-- START OF Data shown --
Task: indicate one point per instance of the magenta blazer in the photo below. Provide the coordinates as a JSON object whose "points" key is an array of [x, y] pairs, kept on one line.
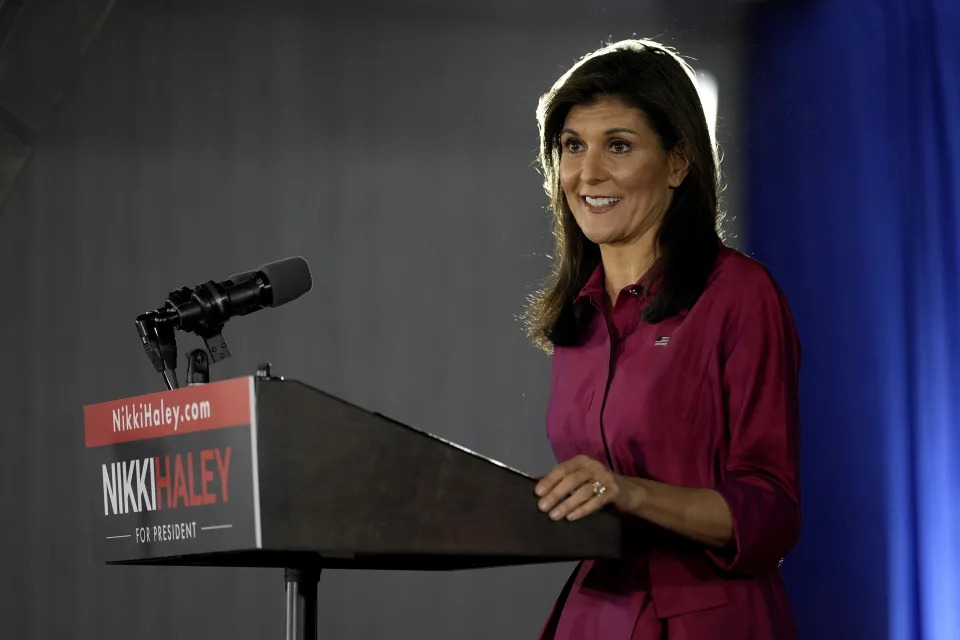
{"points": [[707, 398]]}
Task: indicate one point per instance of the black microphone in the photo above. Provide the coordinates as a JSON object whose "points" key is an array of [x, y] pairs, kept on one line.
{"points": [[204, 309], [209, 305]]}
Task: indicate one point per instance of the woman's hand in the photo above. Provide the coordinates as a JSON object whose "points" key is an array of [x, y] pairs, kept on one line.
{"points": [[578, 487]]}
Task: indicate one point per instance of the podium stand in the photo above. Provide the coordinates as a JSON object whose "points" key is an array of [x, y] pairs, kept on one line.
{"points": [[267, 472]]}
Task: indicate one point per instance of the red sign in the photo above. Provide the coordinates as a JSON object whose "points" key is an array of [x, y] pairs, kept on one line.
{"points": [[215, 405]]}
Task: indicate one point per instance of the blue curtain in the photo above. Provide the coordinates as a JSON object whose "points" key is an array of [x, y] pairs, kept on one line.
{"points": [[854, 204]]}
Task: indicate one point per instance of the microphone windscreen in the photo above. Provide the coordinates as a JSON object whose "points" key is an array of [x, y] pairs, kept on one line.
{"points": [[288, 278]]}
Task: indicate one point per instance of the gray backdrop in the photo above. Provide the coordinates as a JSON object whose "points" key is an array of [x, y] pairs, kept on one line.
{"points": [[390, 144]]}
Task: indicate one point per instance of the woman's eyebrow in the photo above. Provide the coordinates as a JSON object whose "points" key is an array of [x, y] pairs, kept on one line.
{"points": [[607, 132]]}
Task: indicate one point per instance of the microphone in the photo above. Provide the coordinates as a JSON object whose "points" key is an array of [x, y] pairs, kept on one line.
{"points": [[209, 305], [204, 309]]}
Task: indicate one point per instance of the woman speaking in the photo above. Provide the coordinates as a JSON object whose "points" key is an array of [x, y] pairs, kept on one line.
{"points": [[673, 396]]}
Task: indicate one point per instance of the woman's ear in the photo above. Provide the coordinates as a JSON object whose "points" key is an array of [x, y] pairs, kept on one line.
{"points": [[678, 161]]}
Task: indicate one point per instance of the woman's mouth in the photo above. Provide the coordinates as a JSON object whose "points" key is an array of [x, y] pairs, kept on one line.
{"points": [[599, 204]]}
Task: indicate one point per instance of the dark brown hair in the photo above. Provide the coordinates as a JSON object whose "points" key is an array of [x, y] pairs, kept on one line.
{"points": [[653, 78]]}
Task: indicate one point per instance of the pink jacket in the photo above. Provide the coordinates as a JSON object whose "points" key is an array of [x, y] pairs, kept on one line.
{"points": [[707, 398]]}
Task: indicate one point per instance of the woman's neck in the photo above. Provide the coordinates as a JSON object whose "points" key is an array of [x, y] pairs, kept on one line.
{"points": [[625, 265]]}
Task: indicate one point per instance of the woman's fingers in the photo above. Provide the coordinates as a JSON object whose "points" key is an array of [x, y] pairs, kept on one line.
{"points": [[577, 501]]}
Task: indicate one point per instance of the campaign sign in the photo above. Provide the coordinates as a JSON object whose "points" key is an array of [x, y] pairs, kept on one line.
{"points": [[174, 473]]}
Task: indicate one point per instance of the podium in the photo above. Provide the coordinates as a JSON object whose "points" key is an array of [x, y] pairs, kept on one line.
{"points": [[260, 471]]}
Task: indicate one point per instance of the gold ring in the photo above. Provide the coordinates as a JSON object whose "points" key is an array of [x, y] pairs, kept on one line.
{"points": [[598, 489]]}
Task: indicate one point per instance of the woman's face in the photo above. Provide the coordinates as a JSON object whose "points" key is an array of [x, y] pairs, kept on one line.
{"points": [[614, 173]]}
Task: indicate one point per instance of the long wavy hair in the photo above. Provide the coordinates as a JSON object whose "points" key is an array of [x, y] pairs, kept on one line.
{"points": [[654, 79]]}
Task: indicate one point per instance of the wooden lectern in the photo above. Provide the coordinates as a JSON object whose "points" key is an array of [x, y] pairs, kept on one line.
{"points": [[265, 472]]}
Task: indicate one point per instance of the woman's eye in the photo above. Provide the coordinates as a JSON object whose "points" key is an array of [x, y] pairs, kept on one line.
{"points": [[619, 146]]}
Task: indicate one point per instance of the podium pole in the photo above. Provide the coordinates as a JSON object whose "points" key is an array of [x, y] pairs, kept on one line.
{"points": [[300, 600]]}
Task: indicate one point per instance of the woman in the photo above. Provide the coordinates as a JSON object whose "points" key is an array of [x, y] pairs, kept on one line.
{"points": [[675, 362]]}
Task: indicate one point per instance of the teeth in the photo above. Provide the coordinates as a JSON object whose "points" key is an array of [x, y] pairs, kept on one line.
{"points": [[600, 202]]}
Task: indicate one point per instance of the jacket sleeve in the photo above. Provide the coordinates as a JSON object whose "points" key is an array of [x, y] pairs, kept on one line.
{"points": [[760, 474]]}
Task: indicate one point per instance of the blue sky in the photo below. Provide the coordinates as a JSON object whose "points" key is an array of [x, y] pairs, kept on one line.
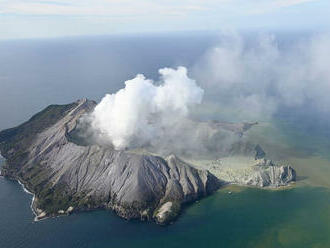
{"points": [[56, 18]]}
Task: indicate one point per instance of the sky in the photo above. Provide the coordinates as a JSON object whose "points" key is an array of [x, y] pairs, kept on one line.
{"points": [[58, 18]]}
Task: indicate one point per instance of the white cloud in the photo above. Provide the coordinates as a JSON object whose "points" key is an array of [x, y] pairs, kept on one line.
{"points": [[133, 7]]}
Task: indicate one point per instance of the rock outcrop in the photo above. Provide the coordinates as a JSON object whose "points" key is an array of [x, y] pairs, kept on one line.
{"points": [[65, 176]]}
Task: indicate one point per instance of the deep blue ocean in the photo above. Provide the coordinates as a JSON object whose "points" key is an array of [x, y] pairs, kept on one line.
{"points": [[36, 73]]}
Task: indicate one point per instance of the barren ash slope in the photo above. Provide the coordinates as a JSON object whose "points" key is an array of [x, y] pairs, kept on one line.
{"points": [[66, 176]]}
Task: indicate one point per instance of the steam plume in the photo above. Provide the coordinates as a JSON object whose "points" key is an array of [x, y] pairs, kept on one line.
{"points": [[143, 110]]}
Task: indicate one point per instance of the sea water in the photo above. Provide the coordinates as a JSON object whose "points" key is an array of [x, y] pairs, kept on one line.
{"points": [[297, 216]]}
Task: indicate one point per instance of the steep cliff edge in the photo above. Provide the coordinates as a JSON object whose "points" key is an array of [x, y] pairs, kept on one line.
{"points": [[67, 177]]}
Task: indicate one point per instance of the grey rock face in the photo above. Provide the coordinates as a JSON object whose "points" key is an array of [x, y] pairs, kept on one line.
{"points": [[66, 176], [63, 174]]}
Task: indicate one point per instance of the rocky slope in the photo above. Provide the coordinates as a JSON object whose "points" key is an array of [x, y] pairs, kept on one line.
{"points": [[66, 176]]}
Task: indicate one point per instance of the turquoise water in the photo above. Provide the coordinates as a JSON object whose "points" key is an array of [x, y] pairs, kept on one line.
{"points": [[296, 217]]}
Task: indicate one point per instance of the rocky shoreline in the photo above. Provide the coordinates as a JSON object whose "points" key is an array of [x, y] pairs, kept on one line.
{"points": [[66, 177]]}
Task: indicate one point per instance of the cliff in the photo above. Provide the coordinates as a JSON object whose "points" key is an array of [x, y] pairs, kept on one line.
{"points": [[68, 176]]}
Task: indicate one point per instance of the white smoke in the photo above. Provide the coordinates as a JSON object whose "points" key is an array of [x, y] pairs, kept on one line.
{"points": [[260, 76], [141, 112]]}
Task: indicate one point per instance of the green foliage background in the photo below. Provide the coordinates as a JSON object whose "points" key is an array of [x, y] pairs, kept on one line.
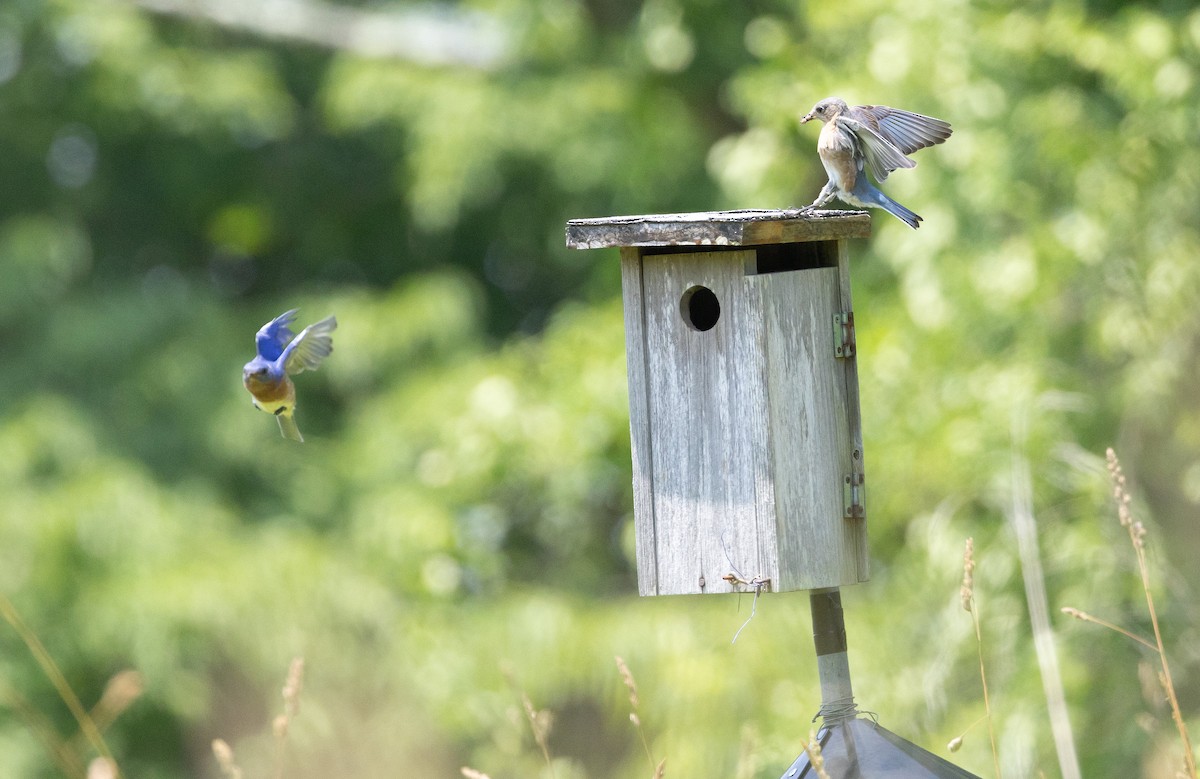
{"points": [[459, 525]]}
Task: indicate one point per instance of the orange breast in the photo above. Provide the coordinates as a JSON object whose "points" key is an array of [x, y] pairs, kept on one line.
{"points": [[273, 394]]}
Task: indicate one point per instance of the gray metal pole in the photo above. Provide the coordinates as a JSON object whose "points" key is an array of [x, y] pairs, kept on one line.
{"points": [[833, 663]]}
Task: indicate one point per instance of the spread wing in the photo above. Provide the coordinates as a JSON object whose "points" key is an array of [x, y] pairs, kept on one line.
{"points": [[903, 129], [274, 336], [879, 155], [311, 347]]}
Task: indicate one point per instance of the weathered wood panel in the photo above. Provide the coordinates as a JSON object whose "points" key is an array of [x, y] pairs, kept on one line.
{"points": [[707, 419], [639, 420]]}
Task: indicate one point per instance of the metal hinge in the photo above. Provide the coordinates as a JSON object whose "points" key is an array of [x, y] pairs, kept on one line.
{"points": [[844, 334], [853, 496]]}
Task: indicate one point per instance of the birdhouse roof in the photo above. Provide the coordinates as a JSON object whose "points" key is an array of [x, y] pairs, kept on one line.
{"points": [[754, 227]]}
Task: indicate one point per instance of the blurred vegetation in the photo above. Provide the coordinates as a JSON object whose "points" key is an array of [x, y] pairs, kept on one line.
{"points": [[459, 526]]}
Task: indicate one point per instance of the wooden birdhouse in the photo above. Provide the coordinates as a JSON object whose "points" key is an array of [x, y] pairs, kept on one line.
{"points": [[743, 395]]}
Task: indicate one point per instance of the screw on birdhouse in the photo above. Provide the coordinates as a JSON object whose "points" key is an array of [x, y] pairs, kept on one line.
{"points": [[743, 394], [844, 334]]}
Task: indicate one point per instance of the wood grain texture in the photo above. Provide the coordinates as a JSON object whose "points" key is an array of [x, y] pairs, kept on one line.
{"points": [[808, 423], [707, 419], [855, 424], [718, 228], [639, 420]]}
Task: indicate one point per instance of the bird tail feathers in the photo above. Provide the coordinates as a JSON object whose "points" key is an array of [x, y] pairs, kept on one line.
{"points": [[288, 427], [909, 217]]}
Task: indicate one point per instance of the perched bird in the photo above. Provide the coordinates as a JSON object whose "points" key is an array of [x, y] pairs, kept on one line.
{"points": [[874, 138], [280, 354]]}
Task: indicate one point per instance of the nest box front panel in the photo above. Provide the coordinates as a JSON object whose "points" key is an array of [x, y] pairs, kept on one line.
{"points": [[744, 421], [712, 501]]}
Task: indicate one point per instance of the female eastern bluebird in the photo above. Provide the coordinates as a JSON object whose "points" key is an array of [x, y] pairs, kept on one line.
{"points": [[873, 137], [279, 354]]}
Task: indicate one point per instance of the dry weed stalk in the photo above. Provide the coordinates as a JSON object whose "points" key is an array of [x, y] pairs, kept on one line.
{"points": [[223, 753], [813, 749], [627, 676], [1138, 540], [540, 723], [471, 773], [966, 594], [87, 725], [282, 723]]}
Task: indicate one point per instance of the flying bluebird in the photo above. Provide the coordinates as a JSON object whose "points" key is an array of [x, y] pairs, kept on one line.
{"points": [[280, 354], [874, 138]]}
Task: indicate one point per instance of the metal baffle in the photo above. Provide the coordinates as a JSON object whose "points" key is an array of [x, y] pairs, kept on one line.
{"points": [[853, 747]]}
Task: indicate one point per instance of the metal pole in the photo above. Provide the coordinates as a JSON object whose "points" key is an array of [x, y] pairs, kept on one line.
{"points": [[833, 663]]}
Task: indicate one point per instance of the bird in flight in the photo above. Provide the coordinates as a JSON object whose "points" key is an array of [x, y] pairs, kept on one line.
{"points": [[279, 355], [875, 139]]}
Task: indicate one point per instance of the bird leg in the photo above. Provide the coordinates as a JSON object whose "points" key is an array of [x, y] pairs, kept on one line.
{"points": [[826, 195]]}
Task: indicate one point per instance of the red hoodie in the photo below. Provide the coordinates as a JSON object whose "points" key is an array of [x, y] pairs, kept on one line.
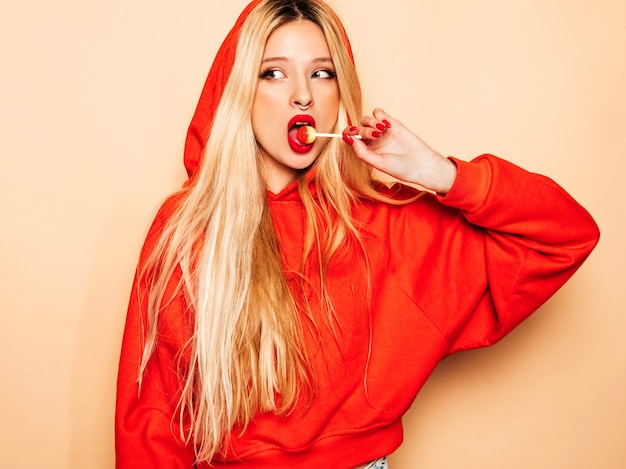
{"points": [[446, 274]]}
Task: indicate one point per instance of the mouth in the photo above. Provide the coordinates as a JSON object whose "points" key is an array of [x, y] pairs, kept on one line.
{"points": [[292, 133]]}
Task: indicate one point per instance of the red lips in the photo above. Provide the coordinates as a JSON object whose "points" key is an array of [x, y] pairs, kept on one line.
-- END OF Data shown --
Starting at the line with "Task: indicate one point per instance of the flying", output each line through the final one of the listing above, and nothing else. Pictures are to be left out.

§ Output of the task
Task: indicate one point per instance of the flying bluebird in the photo above. Provide the coordinates as a JSON object whose "points" key is an array of [x, y] pairs, kept on one line.
{"points": [[280, 354], [874, 138]]}
Task: indicate one point per instance of the metal baffle in the photo above. Provide the coordinates as a JSON object whose "points" key is an array of [x, y] pairs, kept on one line.
{"points": [[853, 747]]}
Task: indicate one point per instance of the metal pole in the photo above. Provide the coordinates as a JSON object whose "points" key is an array of [x, y] pairs, kept on one line.
{"points": [[833, 663]]}
Task: indicate one point per instance of the bird in flight in the photo above. Provide the coordinates as a JSON object whose "points" key is an array of [x, y] pairs, kept on one line.
{"points": [[279, 355], [875, 139]]}
Task: indicate one point per instance of the bird leg in the photo above. Provide the coordinates as a JSON object whose "points" key is an array of [x, y] pairs, kept on one line.
{"points": [[826, 195]]}
Task: indicate one point per instance of the red hoodie in the photo below. Provide the coordinates as a JSON object whose "points" key is an array of [x, y] pairs, kept on one line.
{"points": [[446, 274]]}
Task: indicate one point per instance of the mouth in the photo above. Provide the coordinates as a JSON object whose "points" key is an array of [x, y] pairs, kept on one line.
{"points": [[292, 133]]}
Task: indicate one point per instance of the red lips in the photo above. Provide the coordinates as a JSON object whose "points" key is an array of [x, y] pairs, kept on one line.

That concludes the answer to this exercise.